SELECTION>
┄┄┄┄┄┄

Peer reviewed by Dann Ladd

For Pooktre new book

Dan Ladd the leading American tree shaper.

Knowledge to grow Shaped Trees

This un-usual, modest and compelling book is an important addition to a growing (no pun intended) genre of writing concerned with the “how to” of grafting, shaping and shaping the growth of living trees.

Peter “Pook” Cook and Becky Northey, a husband and wife Australian team are among the world’s leading, and certainly Australia’s most famous, practitioners of this art.

The book details their “discovery” of what has become for them an all-consuming pursuit. From 1996 their “tree shaping” work has concentrated on the single species Prunus Cerasifera myrabalan, the wild plum endemic to Queensland. With interesting amateur scientific trial, error and noted observations, their work with this species has evolved to a very particular craft-like achievement, accomplishment and mastery.

For instance their chapter on light and pruning, though I question the reliability of a chlorophyll + light = growth formula related to square meter foliage area, contains the brilliantly observed bonsai master’s trick of lowering and hiding a foliated branch in shade to slow down the growth and raising and exposing the foliage to light to thicken a branch. The pages that explain tree branching, and how to get two shoots to come from the same place on a branch, are genuine wisdom. I have never seen, much less attempted, the miniature grafting they practice upon toothpick size new green growth.

Of particular significance is their concentration upon the “shaping zone,” which they define as their principle working area. Manipulating and guiding this flexible new growth at the tip of a branch allows for the signature Pooktre style of “drawing” the stick figures and frames for which Pook and Becky are known. Working with this new green growth the diameter of a match stick, speaks to the patience and amount of time they devote to being there with the tree on a daily basis. Working in what seems a laboratory of labor, the authors describe at one point in the book a window sometimes of as little as one day in which to perform a crucial bend or curve in a project.

┄┄┄┄┄┄

SHORT TASK A>
Copy the part of the book review starting at "The book details" and ending at "accomplishment and mastery.".
The book review above and the rows that come next are unrelated material.

┄┄┄┄┄┄

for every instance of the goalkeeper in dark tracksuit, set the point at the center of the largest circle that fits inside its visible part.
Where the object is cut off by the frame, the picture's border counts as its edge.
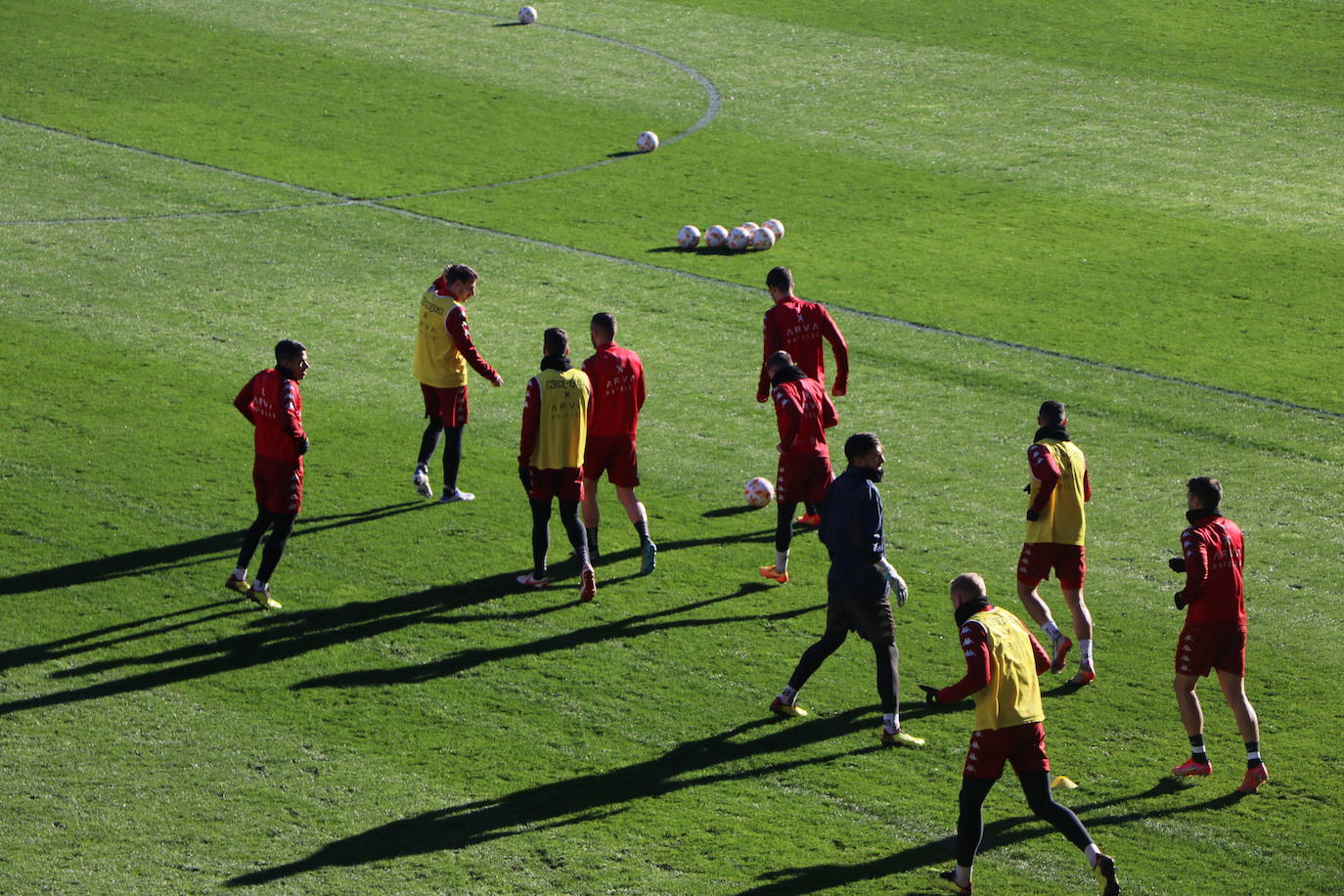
(858, 586)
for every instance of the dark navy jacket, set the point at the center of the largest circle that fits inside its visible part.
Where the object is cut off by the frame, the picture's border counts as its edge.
(851, 528)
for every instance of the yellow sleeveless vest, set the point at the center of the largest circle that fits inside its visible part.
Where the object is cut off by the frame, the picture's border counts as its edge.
(1062, 520)
(562, 434)
(437, 360)
(1012, 696)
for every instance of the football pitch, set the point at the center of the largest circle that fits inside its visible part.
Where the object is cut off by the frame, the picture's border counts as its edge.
(1132, 207)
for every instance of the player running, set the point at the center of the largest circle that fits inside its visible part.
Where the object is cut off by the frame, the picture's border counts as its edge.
(444, 348)
(1003, 664)
(858, 587)
(272, 403)
(617, 379)
(556, 420)
(1055, 528)
(804, 414)
(797, 327)
(1214, 636)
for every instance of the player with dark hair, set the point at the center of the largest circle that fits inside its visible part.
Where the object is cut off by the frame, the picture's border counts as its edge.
(1056, 527)
(858, 586)
(797, 327)
(272, 403)
(556, 420)
(444, 348)
(617, 379)
(1003, 664)
(1214, 636)
(804, 414)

┄┄┄┄┄┄

SHORT TASK B>
Write out the rows starting at the line that contains "for every instance of the player running, set" and ending at the final row, both included.

EXERCISE RESPONSE A>
The book details their “discovery” of what has become for them an all-consuming pursuit. From 1996 their “tree shaping” work has concentrated on the single species Prunus Cerasifera myrabalan, the wild plum endemic to Queensland. With interesting amateur scientific trial, error and noted observations, their work with this species has evolved to a very particular craft-like achievement, accomplishment and mastery.

EXERCISE RESPONSE B>
for every instance of the player running, set the point at the center of the largest circle that fits inside its visible part.
Where the object is cut off by the frame, the picture's border counts as its edge.
(444, 348)
(1003, 664)
(858, 587)
(272, 403)
(617, 379)
(556, 420)
(1055, 528)
(804, 414)
(797, 327)
(1214, 636)
for every instance of the player with dark hair, set the point at the center of the largest circle that fits inside its visible part.
Where the object is cut off by the frame, the picture's border counts as its edge.
(1056, 527)
(858, 586)
(797, 327)
(272, 403)
(556, 420)
(444, 348)
(617, 379)
(1003, 664)
(1214, 636)
(804, 414)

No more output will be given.